[Exercise passage]

CU Boulder senior’s thesis reflects on what it means to be a spiritual text
One of Natania Bloch’s earliest memories was waking up with Harry Potter and the Goblet of Fire open on her lap. A devoted fan of the fantasy series, 5-year-old Natania fell asleep reading about Harry outfoxing a dragon to retrieve a golden egg.
And while she didn’t know it then, Bloch would return to the magical world of Harry Potter as inspiration for writing her honors thesis.
“I loved the Harry Potter books growing up,” Bloch said, adding, “I’m a Hufflepuff.”
Bloch studies the Holocaust and graduated from the University of Colorado Boulder in December with majors in history and Jewish studies, and minors in communications and biochemistry.
For her honors thesis in the Jewish studies department, Bloch looked at the “Potterverse” through a spiritual lens using the Harry Potter series as modern religious text.
“A lot of people turn to Harry Potter instead of the Bible, Torah or Quran when they are in times of need,” Bloch said. “I think that’s what religion is for, speaking to you when you need it. For a lot of people, that can be many things, whether it’s Harry Potter, The Lord of the Rings, even science and evolution. It’s interesting to look at the world and see how it’s changing and diversifying and to find a way to fit all of those new things into a broader conception of religion.”
Bloch is also delving into different themes of religion, in particular Jewish sources and philosophers, to compile a framework for examining the existence of a god-figure in the series and whether it has to be a singular entity or if it can take a completely different form.
“I will be talking about magic as a god-figure,” Bloch said. “I will also look into how people practice religion, what that involves and the different laws in religions. The thing about Harry Potter, it’s got all those morals and teachings in it, but it shows them in a different way from biblical text. What makes it so special and unique among the overtly religious texts I’ve encountered is that it speaks to children, too.”
For a lot of people, that can be many things, whether it’s Harry Potter, The Lord of the Rings, even science and evolution."
Although Bloch doesn’t rely on one book in particular, she turns to literature in general for comfort and inspiration.

[/Exercise passage]

### Apply what you read:
1 > According to the article about Bloch's thesis, what did she major in at the University of Colorado Boulder?
2 > Copy the article about Bloch's thesis word for word, starting with "CU Boulder senior’s" and going on through "modern religious text.".
Use only the article about Bloch's thesis for your answers.

[Entries provided]

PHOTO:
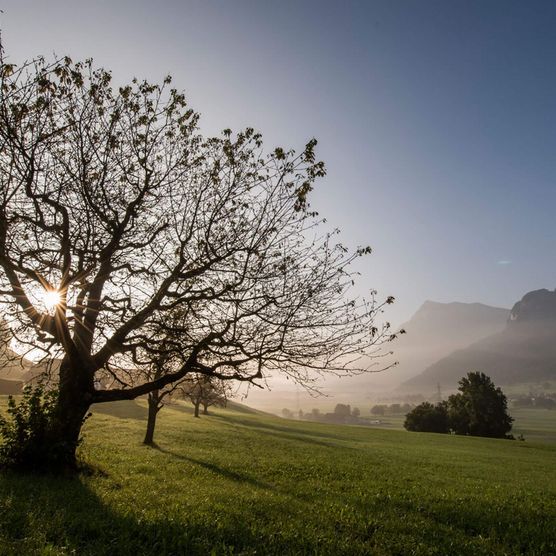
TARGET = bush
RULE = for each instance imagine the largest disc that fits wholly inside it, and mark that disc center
(480, 409)
(427, 417)
(25, 431)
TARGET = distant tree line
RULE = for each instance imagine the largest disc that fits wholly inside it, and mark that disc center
(540, 401)
(479, 409)
(392, 409)
(343, 414)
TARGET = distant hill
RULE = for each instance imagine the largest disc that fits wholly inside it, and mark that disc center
(434, 331)
(12, 387)
(524, 351)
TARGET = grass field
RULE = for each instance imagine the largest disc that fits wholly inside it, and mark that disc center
(240, 482)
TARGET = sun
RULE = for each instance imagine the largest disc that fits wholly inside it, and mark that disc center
(51, 299)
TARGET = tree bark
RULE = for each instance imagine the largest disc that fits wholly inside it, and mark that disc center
(74, 400)
(154, 408)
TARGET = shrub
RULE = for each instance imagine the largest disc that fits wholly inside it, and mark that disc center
(427, 417)
(25, 430)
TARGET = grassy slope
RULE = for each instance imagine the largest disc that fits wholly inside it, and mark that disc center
(249, 483)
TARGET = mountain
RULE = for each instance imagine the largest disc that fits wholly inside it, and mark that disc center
(524, 351)
(434, 331)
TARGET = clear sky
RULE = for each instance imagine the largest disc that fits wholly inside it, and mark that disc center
(437, 119)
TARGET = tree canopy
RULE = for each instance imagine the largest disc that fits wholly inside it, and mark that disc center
(121, 226)
(479, 409)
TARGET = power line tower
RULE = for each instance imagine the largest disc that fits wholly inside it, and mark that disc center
(438, 393)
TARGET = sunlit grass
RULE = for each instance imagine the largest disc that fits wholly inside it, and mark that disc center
(241, 483)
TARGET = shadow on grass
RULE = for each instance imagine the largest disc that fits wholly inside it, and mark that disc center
(222, 471)
(291, 433)
(127, 409)
(45, 515)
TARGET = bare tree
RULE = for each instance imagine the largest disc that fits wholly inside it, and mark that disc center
(115, 213)
(205, 391)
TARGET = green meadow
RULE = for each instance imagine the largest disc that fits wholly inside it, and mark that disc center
(242, 482)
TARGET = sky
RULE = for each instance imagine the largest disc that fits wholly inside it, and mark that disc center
(436, 119)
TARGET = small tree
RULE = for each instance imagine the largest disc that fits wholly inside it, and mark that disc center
(205, 391)
(427, 417)
(480, 409)
(378, 409)
(342, 410)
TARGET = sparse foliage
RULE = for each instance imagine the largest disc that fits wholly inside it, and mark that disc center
(427, 417)
(205, 391)
(114, 204)
(480, 409)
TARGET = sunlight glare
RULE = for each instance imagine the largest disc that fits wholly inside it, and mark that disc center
(51, 299)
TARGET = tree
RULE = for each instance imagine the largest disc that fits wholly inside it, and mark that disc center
(427, 417)
(205, 391)
(342, 410)
(116, 213)
(480, 409)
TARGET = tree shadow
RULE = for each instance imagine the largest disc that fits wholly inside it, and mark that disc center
(219, 470)
(41, 514)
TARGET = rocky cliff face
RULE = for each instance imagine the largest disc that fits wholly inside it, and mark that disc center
(433, 332)
(537, 306)
(525, 351)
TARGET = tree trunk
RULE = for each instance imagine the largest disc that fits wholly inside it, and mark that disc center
(154, 408)
(75, 391)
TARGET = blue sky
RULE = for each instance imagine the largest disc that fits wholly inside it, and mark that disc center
(437, 119)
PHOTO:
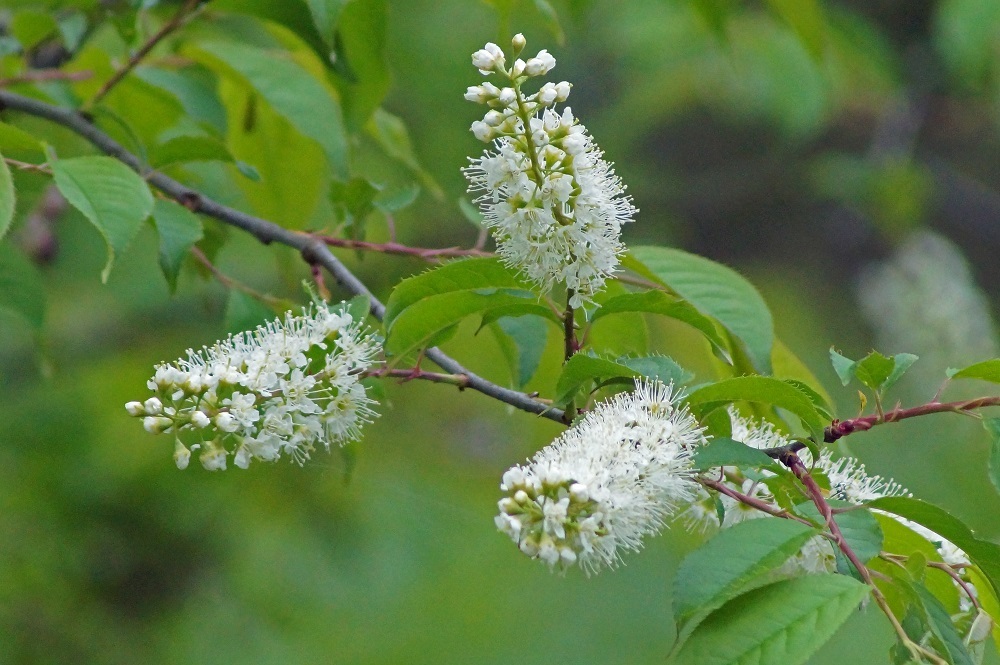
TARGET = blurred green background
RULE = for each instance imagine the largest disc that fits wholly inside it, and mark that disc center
(846, 161)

[/Entries provided]

### Solutions to the tasks:
1 > History and Jewish studies.

2 >
CU Boulder senior’s thesis reflects on what it means to be a spiritual text
One of Natania Bloch’s earliest memories was waking up with Harry Potter and the Goblet of Fire open on her lap. A devoted fan of the fantasy series, 5-year-old Natania fell asleep reading about Harry outfoxing a dragon to retrieve a golden egg.
And while she didn’t know it then, Bloch would return to the magical world of Harry Potter as inspiration for writing her honors thesis.
“I loved the Harry Potter books growing up,” Bloch said, adding, “I’m a Hufflepuff.”
Bloch studies the Holocaust and graduated from the University of Colorado Boulder in December with majors in history and Jewish studies, and minors in communications and biochemistry.
For her honors thesis in the Jewish studies department, Bloch looked at the “Potterverse” through a spiritual lens using the Harry Potter series as modern religious text.